Rewrite the lines of the listing below from the one holding "Task: identify the green tree" through its last line, inclusive, keeping every request as it stands. Shift each coordinate in the answers by adding 22 to both of its numbers.
-- START DATASET EXCERPTS --
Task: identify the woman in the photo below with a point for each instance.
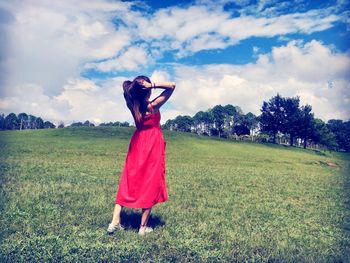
(142, 184)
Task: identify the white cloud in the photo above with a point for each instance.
(49, 43)
(293, 70)
(131, 60)
(80, 100)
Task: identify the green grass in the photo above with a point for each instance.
(228, 201)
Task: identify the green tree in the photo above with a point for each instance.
(342, 132)
(219, 114)
(2, 122)
(292, 118)
(272, 116)
(322, 135)
(183, 123)
(250, 121)
(39, 123)
(23, 120)
(305, 130)
(49, 125)
(11, 122)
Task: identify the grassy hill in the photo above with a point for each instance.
(228, 201)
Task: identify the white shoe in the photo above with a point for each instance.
(145, 229)
(112, 228)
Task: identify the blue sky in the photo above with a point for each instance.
(66, 60)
-- END DATASET EXCERPTS --
» ANSWER IN FULL:
Task: identify the green tree in the photo above with a point for each instance.
(364, 154)
(241, 136)
(24, 144)
(314, 140)
(294, 138)
(344, 157)
(205, 145)
(272, 143)
(61, 145)
(45, 142)
(327, 152)
(71, 147)
(33, 144)
Task: identify the grassy hill in the photo above with a point for each instance.
(250, 223)
Task: identify the white shoe in the photo above with a point for each instance.
(167, 251)
(134, 250)
Task: identify the blue sky in the photo above with a point for each instance.
(88, 82)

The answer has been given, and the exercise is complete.